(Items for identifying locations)

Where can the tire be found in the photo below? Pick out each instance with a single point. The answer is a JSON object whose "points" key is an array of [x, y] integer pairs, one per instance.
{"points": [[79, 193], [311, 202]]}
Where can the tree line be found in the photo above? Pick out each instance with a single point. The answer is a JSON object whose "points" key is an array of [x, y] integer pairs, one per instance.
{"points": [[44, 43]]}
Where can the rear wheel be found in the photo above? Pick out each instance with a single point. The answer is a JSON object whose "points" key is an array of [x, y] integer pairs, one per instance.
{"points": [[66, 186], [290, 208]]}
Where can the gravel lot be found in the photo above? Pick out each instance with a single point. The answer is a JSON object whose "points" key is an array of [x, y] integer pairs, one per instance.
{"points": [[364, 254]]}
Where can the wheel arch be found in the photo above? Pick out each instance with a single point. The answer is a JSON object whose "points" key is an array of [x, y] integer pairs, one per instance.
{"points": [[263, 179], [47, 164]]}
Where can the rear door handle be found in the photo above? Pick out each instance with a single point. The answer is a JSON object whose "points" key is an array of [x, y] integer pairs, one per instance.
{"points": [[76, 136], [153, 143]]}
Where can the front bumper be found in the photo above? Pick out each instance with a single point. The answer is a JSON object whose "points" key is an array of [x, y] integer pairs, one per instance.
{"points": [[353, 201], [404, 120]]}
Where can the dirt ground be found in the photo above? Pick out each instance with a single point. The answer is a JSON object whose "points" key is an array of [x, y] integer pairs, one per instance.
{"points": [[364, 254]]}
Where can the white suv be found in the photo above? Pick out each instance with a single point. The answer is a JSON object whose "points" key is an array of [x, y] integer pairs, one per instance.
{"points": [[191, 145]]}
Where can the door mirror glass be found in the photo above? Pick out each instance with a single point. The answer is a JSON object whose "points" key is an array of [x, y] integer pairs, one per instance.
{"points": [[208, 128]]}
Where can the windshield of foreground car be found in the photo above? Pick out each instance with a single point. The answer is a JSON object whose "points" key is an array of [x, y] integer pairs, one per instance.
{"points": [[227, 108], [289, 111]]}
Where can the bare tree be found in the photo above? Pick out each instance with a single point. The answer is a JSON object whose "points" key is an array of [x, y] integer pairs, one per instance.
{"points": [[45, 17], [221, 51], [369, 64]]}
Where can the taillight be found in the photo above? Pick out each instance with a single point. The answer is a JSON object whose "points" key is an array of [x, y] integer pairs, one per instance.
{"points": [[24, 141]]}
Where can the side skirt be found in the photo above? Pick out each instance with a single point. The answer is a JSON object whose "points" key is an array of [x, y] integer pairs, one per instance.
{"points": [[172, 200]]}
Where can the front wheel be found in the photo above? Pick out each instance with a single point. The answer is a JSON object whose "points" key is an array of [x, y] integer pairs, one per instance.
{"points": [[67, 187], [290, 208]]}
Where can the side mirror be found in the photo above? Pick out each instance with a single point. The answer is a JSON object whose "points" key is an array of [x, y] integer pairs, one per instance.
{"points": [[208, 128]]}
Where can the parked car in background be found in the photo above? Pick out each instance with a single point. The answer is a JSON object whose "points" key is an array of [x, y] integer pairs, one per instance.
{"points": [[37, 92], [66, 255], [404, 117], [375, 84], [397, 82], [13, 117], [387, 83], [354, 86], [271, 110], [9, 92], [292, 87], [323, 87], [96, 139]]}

▶ **Written task**
Write out all the rows again, substituting "whole-number pairs" for "integer pairs" at every occurrence. Keep everything else the same.

▶ **Task response**
Where can the tire be found in the photo below? Pick out each instance with a single point. The answer is a JSON object whose "points" key is an array of [x, y] whole-number pairs, one per instance.
{"points": [[79, 193], [311, 202]]}
Where can the tree line be found in the photo above? Pick out each instance with a single point. The answer is a JSON object whose "points" key is an array of [x, y] whole-number pairs, one per instance.
{"points": [[44, 43]]}
Where can the rear wheel be found in the photo above? Pick out each instance with a single point. The answer is a JSON object whose "points" key is an array of [x, y] whole-number pairs, one per instance.
{"points": [[66, 186], [290, 208]]}
Where can the gravel lot be found in the photo above? Pick out each instance with a single point. The answer is a JSON object whose "points" key is an array of [x, y] whole-number pairs, one per instance.
{"points": [[364, 254]]}
Where can the wheel arch be found in the photo above? Pick out each instance with a single point. The answer is a JSON object whose "points" key is an array of [x, y] whole-number pairs, one per instance.
{"points": [[263, 179], [47, 164]]}
Where can the rear door handle be found in the photo above? Pick out each instance with a single point. The answer is a JSON object whose "points" key is an array of [x, y] whole-number pairs, one per instance.
{"points": [[76, 136], [153, 143]]}
Where can the front bumper be found in the photo above? Pick out each instance with a single point. The answer is a JSON object whose "points" key is an array of [x, y] whole-number pairs, one per instance.
{"points": [[353, 201], [404, 120]]}
Where can the dirt ground be found in the photo above? Pick out each instance with a single point. The answer is a JSON object whose "points" key is an array of [x, y] whole-number pairs, one per instance.
{"points": [[364, 254]]}
Where can the white suv be found in the photo above? Pick out each instance with a single point. The answer is a JSON object whose "points" key is an array of [x, y] whole-number pairs, one per instance.
{"points": [[191, 145]]}
Where can the door mirror glass be found in the photo above? Pick out each instance with a single point. The answer is a JSON object whose "points" key is an array of [x, y] whole-number pairs, one per instance.
{"points": [[208, 128]]}
Where can the windshield of foreground car be found in the photo above? Pick out each instance with a single point. The answer is a JSON object whose "points" key is an array of [x, y] whole-number pairs, one per instance.
{"points": [[227, 108], [289, 111]]}
Where can the bare tree be found in the photo above? Pick out each instance with a single point. The answer is a JSON object whose "points" key is an array of [x, y] whole-number pairs, one per instance.
{"points": [[45, 17], [221, 51], [369, 64]]}
Where can the taillight be found in the photo above? Pick out each instance with a single point. The answer is a JSON object whose "points" key is an array of [x, y] whole-number pairs, one per instance.
{"points": [[24, 141]]}
Where can the side skirt be found in the photo above? Pick out each instance with a single point. The answer is a JSON object whose "points" key is an array of [x, y] whole-number pairs, one per instance.
{"points": [[172, 200]]}
Where can the front wheel be found in the photo above? Pick out each instance with a single point. The answer is a JSON object whose "points" key is an array of [x, y] whole-number pairs, one per instance.
{"points": [[67, 187], [290, 208]]}
Where can the side mirror be found in the photo above? Pick out each instance with a single point. The answer is a JSON object whose "points" key is an array of [x, y] whole-number pairs, one per instance.
{"points": [[208, 128]]}
Where can the parked car in background be found in the photo above? Pick out each instance with a single point. The answer is a JSON object whose "points" key is an array of [x, y] whole-number pairs, one per instance.
{"points": [[37, 92], [66, 255], [404, 117], [375, 84], [397, 82], [13, 117], [387, 83], [354, 86], [271, 110], [9, 92], [292, 87], [323, 87], [96, 139]]}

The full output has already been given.